+++ SUPPLIED RECORDS

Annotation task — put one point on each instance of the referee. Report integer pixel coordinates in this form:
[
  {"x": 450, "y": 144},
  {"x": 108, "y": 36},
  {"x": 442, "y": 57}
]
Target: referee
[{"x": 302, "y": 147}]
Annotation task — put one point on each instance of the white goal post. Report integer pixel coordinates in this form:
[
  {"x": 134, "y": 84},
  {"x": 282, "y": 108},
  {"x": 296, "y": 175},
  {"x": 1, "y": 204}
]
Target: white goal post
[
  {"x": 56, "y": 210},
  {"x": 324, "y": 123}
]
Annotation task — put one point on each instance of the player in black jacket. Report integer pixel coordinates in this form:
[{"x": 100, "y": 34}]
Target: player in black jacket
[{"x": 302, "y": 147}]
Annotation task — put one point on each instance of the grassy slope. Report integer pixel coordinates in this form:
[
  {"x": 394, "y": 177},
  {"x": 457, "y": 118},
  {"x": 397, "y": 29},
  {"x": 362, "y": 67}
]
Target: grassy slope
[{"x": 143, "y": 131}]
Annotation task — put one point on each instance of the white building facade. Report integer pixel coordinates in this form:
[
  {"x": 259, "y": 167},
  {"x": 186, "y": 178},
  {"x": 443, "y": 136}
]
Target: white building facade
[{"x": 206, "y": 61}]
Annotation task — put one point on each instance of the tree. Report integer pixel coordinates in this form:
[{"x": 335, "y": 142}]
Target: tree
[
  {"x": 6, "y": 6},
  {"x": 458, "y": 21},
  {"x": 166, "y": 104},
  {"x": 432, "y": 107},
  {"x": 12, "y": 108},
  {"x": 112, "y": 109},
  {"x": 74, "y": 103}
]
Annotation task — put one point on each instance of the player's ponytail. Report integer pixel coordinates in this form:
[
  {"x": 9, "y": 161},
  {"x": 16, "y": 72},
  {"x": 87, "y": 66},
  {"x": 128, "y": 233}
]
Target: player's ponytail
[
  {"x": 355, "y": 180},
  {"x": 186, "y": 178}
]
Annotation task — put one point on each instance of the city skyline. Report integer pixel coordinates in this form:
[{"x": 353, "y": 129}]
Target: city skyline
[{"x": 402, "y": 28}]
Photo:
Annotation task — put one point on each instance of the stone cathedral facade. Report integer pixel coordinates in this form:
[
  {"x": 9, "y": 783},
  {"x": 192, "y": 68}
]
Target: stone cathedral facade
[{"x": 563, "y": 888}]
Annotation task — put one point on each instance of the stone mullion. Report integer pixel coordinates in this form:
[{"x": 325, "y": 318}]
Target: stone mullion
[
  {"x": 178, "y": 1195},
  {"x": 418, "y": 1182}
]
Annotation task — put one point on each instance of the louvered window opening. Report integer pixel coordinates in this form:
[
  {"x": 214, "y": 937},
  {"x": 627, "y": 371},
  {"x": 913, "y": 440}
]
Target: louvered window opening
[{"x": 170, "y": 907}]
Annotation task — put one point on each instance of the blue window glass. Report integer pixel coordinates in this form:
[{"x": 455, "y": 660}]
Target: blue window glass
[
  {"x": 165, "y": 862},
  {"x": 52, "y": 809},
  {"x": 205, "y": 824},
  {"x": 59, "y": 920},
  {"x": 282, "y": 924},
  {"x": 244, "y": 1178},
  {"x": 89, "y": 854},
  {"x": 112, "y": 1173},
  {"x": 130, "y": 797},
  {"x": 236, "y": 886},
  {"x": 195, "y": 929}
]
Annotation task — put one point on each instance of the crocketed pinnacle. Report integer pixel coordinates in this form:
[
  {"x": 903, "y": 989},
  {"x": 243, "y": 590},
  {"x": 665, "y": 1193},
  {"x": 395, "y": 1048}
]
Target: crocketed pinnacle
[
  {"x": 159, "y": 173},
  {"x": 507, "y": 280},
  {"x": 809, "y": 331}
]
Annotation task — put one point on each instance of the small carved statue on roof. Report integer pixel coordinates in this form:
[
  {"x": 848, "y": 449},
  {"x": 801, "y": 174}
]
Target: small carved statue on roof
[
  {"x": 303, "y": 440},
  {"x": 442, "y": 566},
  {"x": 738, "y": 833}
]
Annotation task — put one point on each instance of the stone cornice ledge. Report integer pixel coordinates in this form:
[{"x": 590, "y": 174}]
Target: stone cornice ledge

++++++

INSTRUCTIONS FOR THE TASK:
Scanning the data above, copy out every line where "ledge" is found.

RESULT OF THIS EXERCISE:
Annotation task — put one point on each instance of the stone cornice ledge. Report integer pixel coordinates in this form:
Target: stone cornice ledge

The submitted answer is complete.